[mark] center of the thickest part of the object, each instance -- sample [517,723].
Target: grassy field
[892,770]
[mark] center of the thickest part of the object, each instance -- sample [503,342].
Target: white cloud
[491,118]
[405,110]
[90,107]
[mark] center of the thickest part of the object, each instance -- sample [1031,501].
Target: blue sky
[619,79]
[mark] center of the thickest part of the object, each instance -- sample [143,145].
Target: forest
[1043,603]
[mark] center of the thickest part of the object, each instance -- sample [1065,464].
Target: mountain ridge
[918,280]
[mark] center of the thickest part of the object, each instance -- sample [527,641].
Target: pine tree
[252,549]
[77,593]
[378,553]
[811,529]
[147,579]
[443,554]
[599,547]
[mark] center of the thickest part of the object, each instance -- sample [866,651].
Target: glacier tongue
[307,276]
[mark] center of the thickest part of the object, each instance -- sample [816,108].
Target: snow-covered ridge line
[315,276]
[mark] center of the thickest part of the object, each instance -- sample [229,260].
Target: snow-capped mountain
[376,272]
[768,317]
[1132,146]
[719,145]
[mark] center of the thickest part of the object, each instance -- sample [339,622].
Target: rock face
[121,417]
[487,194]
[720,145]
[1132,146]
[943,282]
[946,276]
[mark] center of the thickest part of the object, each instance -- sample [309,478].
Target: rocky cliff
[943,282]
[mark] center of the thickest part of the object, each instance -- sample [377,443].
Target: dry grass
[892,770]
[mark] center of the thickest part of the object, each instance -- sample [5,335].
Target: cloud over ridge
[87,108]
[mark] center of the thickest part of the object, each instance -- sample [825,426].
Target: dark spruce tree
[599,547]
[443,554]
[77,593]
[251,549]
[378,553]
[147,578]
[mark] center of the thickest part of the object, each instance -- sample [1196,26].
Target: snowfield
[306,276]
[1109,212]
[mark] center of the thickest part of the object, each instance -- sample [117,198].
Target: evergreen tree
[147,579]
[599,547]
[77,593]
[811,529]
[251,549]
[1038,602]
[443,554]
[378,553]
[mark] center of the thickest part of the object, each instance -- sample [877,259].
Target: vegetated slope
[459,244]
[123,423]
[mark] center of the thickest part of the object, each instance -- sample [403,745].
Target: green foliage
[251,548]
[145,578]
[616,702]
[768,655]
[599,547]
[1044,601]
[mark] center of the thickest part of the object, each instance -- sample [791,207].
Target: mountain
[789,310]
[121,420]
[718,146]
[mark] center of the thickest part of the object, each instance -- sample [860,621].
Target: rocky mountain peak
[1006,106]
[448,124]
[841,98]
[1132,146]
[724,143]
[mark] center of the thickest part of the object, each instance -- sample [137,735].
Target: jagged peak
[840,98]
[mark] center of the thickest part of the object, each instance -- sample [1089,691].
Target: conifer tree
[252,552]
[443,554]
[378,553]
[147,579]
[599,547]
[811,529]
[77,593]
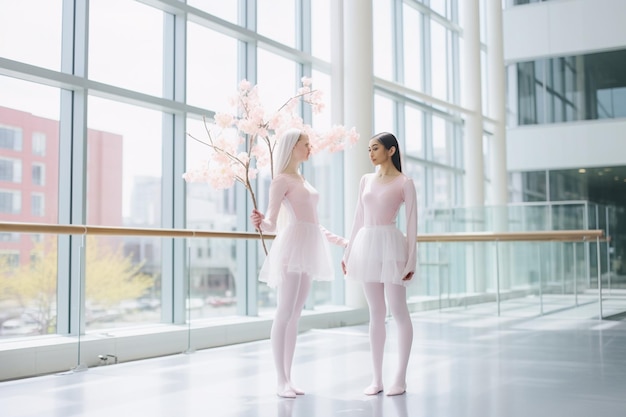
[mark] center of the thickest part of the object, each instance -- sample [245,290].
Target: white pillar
[497,145]
[497,102]
[358,80]
[474,184]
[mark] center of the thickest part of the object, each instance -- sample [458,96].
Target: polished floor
[464,363]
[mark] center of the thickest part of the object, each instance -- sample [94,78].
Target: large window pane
[29,115]
[383,40]
[211,77]
[320,29]
[122,282]
[213,262]
[28,285]
[413,58]
[226,10]
[30,32]
[123,165]
[442,151]
[276,79]
[439,60]
[126,45]
[414,146]
[276,19]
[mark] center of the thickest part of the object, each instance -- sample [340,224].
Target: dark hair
[389,141]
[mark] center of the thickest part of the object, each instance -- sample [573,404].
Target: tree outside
[28,293]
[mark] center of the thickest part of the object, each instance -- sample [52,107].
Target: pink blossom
[228,162]
[224,120]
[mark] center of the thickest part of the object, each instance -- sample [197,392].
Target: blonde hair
[283,149]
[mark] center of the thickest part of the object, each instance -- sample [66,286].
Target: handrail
[558,235]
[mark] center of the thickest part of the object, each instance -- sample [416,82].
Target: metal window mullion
[174,251]
[72,169]
[247,259]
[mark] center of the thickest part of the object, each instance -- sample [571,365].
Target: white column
[474,184]
[497,102]
[497,145]
[358,107]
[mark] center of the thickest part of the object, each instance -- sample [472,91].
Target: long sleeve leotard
[302,245]
[377,250]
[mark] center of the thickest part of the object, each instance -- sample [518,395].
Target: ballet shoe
[396,390]
[286,393]
[373,390]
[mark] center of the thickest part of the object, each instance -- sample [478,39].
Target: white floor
[464,363]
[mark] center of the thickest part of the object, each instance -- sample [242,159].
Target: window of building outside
[10,170]
[39,144]
[10,138]
[10,202]
[37,206]
[38,174]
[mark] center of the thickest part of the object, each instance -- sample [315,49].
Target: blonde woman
[299,254]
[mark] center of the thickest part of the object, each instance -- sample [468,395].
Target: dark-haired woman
[382,257]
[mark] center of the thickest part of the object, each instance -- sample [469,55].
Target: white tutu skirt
[300,248]
[378,254]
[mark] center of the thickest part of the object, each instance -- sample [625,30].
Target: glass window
[276,19]
[122,282]
[211,77]
[10,202]
[442,151]
[439,60]
[126,45]
[439,6]
[10,170]
[38,174]
[226,10]
[10,138]
[321,29]
[382,39]
[564,89]
[37,208]
[414,133]
[383,115]
[39,143]
[276,79]
[30,32]
[124,147]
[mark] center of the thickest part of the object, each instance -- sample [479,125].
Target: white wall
[598,143]
[563,27]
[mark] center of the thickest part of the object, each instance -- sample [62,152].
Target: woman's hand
[256,217]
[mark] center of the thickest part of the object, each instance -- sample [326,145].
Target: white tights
[292,294]
[396,296]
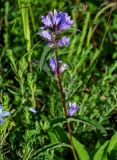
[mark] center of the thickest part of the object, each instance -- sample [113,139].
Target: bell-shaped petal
[46,35]
[53,64]
[4,113]
[32,110]
[65,41]
[1,108]
[1,121]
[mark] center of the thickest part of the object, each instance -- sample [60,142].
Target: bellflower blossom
[3,114]
[53,65]
[64,42]
[57,21]
[54,23]
[33,110]
[72,108]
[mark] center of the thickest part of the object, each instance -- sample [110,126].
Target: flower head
[32,110]
[46,35]
[65,41]
[58,21]
[3,114]
[72,108]
[53,65]
[54,23]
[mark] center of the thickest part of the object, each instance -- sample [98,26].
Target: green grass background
[27,81]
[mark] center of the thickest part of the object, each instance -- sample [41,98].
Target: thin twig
[64,105]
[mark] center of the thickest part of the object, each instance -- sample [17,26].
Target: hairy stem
[64,105]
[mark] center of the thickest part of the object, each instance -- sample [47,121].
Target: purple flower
[58,21]
[3,114]
[65,41]
[53,65]
[46,35]
[32,110]
[72,108]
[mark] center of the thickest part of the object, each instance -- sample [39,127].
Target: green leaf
[80,149]
[85,120]
[45,53]
[113,143]
[101,152]
[58,135]
[11,57]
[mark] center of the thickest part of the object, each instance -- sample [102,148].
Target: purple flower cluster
[53,65]
[72,108]
[3,114]
[54,23]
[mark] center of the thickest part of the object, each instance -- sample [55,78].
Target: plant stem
[64,105]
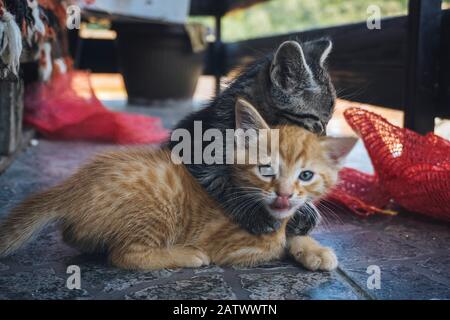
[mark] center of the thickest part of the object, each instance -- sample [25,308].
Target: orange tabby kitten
[148,213]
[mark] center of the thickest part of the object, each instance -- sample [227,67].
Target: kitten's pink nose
[282,201]
[284,194]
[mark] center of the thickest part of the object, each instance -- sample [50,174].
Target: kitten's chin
[281,214]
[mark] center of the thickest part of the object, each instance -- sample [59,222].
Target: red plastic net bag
[410,169]
[67,108]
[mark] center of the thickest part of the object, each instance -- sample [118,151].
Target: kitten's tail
[27,219]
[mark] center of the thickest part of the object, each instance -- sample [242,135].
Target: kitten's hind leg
[311,254]
[142,257]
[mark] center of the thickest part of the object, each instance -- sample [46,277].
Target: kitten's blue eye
[266,171]
[306,175]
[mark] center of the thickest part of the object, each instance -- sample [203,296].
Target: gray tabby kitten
[290,86]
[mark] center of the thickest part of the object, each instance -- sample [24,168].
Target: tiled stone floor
[412,252]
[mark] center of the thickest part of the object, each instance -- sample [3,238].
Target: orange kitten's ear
[338,148]
[247,117]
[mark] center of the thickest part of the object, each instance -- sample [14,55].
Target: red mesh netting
[411,169]
[67,108]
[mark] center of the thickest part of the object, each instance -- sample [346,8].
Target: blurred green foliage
[281,16]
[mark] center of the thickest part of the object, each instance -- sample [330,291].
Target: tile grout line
[354,285]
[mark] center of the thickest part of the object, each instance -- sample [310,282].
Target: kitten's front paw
[310,254]
[317,259]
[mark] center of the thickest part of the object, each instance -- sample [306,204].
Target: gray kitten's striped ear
[289,69]
[247,117]
[320,49]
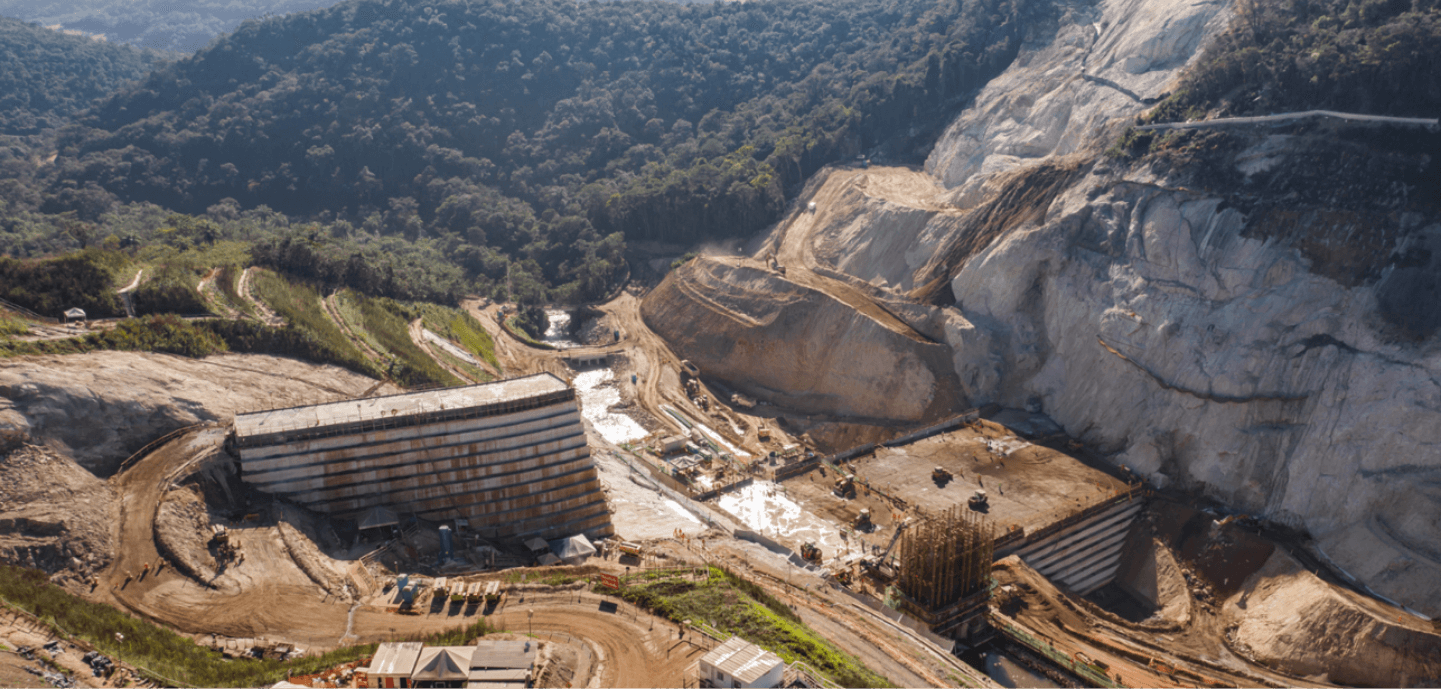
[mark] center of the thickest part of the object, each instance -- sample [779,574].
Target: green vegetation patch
[735,606]
[164,653]
[463,327]
[300,306]
[49,287]
[164,333]
[411,366]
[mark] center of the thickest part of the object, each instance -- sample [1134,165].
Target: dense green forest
[502,147]
[1378,56]
[163,25]
[46,77]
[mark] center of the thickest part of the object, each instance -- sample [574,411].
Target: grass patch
[226,286]
[460,326]
[735,606]
[513,325]
[166,653]
[13,325]
[348,304]
[166,333]
[409,366]
[300,306]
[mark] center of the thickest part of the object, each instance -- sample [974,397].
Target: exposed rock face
[1149,322]
[1104,64]
[1288,619]
[797,346]
[103,407]
[54,515]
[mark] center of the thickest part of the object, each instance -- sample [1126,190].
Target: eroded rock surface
[799,346]
[103,407]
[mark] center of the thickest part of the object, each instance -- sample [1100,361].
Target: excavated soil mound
[797,346]
[1288,619]
[54,515]
[183,534]
[103,407]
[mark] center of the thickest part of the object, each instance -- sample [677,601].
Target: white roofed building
[487,665]
[738,663]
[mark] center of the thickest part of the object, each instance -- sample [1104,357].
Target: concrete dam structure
[509,456]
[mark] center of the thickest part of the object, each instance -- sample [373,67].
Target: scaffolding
[947,559]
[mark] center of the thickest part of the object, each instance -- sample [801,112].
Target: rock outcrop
[1069,88]
[101,407]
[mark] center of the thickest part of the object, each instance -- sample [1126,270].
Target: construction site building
[510,457]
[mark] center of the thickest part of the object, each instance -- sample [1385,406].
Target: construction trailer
[510,457]
[739,663]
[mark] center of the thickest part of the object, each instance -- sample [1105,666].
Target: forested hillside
[163,25]
[523,140]
[46,77]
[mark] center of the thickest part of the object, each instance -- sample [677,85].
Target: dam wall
[510,457]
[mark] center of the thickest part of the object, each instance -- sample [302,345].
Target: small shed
[739,663]
[392,665]
[572,549]
[502,665]
[376,518]
[443,668]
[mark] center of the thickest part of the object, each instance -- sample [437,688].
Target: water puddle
[598,397]
[770,510]
[680,510]
[735,451]
[1006,446]
[1005,670]
[558,330]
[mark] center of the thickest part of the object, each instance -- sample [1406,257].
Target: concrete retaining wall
[528,472]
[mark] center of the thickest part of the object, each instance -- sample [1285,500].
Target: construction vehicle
[688,371]
[863,519]
[225,549]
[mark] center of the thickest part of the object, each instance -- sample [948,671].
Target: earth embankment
[799,346]
[103,407]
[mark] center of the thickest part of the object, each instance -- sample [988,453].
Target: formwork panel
[513,461]
[414,493]
[408,438]
[456,457]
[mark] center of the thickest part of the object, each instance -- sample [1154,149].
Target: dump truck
[863,519]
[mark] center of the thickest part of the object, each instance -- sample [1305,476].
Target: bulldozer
[863,519]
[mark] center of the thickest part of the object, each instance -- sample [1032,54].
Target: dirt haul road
[633,647]
[647,356]
[267,596]
[836,199]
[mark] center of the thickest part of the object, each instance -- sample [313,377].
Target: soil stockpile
[103,407]
[54,515]
[1288,619]
[797,346]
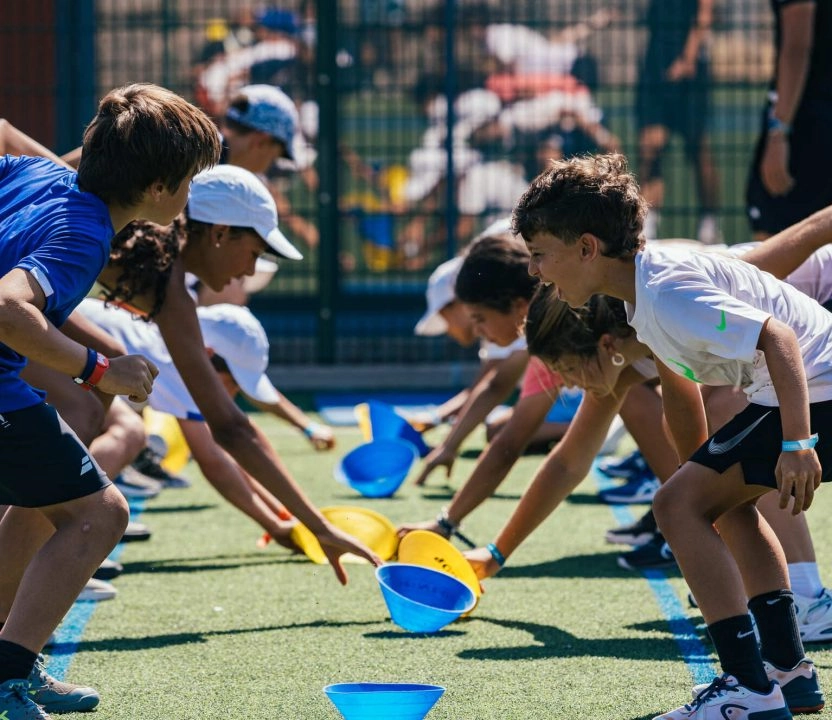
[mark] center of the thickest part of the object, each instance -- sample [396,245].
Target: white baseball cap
[439,293]
[234,334]
[230,195]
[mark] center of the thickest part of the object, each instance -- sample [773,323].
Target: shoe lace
[18,692]
[39,676]
[720,686]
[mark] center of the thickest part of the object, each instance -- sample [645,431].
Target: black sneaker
[636,533]
[148,463]
[655,554]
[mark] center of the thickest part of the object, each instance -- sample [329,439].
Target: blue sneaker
[55,696]
[17,704]
[640,490]
[627,468]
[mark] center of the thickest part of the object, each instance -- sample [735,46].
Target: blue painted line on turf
[71,630]
[696,656]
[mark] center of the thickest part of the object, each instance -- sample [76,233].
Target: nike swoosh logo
[686,371]
[716,448]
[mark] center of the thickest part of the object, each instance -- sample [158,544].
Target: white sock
[805,579]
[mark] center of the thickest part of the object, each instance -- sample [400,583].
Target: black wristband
[92,358]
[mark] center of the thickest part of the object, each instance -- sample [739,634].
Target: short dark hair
[142,134]
[495,272]
[587,194]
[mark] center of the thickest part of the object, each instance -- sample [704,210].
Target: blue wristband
[496,554]
[795,445]
[92,358]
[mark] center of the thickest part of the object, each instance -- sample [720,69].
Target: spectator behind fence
[789,177]
[672,97]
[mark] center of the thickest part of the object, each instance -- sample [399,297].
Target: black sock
[16,662]
[777,624]
[738,652]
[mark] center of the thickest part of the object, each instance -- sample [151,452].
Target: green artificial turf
[206,625]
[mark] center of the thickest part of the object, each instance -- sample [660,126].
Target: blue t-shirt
[60,235]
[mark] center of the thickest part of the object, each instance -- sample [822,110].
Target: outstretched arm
[494,464]
[491,391]
[783,253]
[232,429]
[562,471]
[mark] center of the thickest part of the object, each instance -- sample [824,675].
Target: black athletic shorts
[753,438]
[810,154]
[680,106]
[42,461]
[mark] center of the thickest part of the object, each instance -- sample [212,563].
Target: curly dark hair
[495,272]
[555,330]
[589,194]
[144,252]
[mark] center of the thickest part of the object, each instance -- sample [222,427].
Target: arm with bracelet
[793,60]
[798,470]
[562,471]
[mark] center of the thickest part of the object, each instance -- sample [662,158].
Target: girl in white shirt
[716,321]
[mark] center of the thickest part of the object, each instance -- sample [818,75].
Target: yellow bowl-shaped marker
[423,547]
[368,526]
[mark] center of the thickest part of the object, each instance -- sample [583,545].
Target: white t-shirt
[141,338]
[701,314]
[813,277]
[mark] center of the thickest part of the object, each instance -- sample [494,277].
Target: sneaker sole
[622,563]
[821,634]
[82,704]
[806,710]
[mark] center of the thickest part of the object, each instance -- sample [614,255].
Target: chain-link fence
[370,203]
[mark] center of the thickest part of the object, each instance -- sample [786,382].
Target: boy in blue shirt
[139,154]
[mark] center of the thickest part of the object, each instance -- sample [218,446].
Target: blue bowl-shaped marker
[383,701]
[421,599]
[377,468]
[385,423]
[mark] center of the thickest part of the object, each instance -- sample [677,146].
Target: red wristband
[102,364]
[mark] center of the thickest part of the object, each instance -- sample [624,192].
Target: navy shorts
[752,439]
[42,461]
[680,106]
[810,152]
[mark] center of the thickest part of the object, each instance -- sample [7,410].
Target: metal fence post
[74,71]
[328,220]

### Instructions to follow
Starting at the line that contains "-- sample [583,545].", quote each remaining line of the entries above, unchanged.

### Result
[mark] center of the thickest part of the object, each instance -- sample [583,545].
Target: white t-shirt
[141,338]
[701,314]
[813,277]
[mark] center of the thickest part of the object, each instance -- sample [494,277].
Target: sneaker sole
[622,563]
[821,634]
[82,704]
[806,710]
[mark] center of the thickest part of the object, each instance -- sample [614,255].
Target: chain-link fence
[370,203]
[mark] center of the thickest part of the object, each instance -- sample [786,382].
Target: boy in blue shirt
[139,154]
[mark] center of the thickest part of the object, each instance -- sample [218,446].
Target: blue bowl-shaped marker
[383,701]
[421,599]
[377,468]
[385,423]
[mark] center of the thickest part of the object, each instance -- sample [677,146].
Target: red wristband
[102,364]
[mark] center of the thickest part of the object, each instance -- sample [624,192].
Target: navy shorts
[752,439]
[42,461]
[680,106]
[810,152]
[mark] center of the thickest part of the object, each instance -- sample [7,410].
Target: metal fence post
[74,71]
[328,220]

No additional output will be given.